INSTRUCTIONS TO FOLLOW => Determine how many lines in the records below contain the string "ground". Output only that number.

SUPPLIED DATA =>
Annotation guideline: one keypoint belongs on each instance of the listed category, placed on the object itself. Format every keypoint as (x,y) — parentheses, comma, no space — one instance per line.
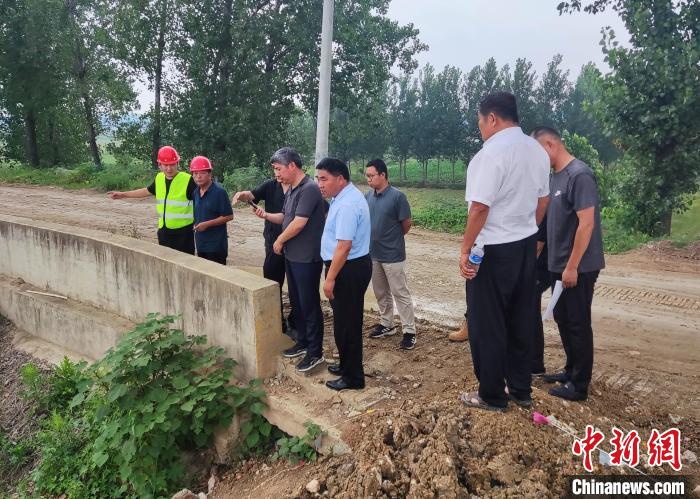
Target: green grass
(685,227)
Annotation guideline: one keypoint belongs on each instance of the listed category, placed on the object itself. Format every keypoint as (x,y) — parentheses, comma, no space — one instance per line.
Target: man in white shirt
(507,191)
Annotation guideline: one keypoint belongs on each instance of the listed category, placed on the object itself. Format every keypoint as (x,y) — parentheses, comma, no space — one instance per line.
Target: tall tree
(581,119)
(648,102)
(523,88)
(551,96)
(403,116)
(145,34)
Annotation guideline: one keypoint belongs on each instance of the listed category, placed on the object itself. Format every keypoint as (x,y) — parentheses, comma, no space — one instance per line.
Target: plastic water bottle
(476,256)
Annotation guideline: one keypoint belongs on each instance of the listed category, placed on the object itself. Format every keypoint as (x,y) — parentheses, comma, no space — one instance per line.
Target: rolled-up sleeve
(483,179)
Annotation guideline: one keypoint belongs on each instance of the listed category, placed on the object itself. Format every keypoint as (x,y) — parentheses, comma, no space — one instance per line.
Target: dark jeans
(499,300)
(181,240)
(541,285)
(214,256)
(348,312)
(573,316)
(274,269)
(303,281)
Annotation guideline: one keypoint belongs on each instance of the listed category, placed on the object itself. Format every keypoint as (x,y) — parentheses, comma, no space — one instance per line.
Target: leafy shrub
(131,416)
(54,390)
(296,449)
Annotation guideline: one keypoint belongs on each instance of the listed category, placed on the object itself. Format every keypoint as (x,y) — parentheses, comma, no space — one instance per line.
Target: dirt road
(646,309)
(647,336)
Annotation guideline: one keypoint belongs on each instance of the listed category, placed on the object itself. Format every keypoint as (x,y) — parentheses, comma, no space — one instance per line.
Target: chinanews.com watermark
(662,448)
(628,486)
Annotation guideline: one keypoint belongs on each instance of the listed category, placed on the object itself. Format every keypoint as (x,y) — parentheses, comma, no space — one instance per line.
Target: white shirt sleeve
(544,176)
(484,179)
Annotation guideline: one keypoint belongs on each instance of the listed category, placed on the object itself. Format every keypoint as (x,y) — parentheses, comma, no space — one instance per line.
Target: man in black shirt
(175,226)
(271,192)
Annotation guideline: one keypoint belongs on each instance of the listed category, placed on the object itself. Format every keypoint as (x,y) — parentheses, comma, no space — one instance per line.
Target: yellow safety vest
(174,210)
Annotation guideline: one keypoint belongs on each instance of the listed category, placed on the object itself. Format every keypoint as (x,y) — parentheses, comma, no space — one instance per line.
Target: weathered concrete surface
(70,325)
(131,278)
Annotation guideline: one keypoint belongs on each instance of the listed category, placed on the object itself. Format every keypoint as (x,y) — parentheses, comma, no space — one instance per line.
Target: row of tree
(233,79)
(226,75)
(434,115)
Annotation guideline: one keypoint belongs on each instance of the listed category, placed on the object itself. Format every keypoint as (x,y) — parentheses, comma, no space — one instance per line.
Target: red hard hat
(200,164)
(167,155)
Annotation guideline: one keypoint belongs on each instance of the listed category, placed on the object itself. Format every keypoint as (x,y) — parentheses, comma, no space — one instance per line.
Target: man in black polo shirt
(302,221)
(575,256)
(271,192)
(212,211)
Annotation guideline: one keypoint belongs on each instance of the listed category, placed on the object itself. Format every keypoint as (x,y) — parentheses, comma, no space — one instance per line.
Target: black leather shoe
(561,377)
(341,384)
(568,392)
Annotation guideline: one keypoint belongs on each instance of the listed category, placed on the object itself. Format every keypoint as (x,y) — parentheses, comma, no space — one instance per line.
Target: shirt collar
(511,130)
(345,190)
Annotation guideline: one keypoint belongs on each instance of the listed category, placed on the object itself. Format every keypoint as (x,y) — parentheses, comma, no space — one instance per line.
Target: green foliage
(646,103)
(258,436)
(244,179)
(299,449)
(13,457)
(55,390)
(119,427)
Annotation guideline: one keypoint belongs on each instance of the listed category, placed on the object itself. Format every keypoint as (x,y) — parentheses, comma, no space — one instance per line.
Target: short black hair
(502,104)
(539,131)
(335,167)
(380,166)
(285,156)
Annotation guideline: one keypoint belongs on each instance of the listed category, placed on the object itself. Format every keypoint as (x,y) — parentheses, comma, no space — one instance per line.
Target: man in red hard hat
(174,193)
(212,211)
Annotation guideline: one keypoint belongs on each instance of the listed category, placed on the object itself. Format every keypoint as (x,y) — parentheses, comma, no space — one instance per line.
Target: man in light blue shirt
(345,253)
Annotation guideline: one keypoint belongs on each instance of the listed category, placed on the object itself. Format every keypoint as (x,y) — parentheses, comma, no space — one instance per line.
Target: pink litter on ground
(538,418)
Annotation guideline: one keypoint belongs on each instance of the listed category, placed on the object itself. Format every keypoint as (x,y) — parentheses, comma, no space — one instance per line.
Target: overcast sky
(465,33)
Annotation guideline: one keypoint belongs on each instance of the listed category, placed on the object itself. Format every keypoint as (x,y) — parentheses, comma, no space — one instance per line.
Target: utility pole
(324,83)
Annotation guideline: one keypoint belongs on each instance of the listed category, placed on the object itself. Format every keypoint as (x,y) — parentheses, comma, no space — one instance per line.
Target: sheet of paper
(558,288)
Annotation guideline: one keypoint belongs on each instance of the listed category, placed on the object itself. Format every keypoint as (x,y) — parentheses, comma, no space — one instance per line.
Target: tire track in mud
(637,296)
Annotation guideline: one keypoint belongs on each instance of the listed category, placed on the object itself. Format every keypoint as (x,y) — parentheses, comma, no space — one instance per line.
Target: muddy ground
(422,443)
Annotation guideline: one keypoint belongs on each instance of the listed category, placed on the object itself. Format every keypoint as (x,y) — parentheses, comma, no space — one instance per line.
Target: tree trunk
(662,227)
(31,147)
(80,70)
(158,84)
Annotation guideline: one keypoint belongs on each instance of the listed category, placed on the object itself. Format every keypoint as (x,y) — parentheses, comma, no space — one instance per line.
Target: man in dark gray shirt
(391,221)
(302,221)
(575,256)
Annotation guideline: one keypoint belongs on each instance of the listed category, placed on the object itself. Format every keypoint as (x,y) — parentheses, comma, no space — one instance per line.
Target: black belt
(327,263)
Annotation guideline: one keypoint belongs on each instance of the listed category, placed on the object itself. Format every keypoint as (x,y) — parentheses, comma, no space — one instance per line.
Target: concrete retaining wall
(130,278)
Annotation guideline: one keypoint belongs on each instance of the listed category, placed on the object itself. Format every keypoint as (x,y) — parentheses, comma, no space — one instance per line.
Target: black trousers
(348,307)
(214,256)
(542,284)
(499,300)
(573,317)
(303,281)
(178,240)
(274,269)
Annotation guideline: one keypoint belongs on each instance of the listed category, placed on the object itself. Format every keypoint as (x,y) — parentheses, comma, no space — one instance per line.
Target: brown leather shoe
(461,335)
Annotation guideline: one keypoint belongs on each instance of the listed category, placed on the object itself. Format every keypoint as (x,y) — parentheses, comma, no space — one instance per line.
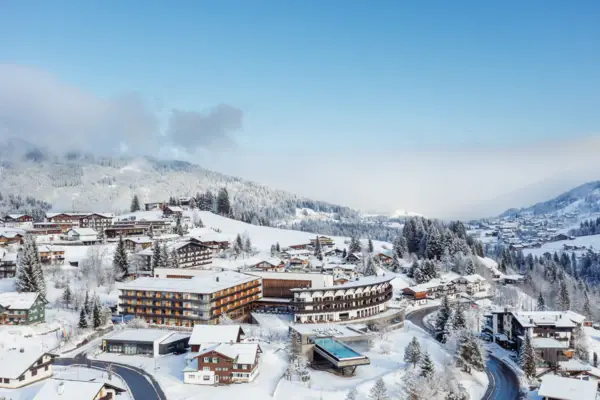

RESULT => 2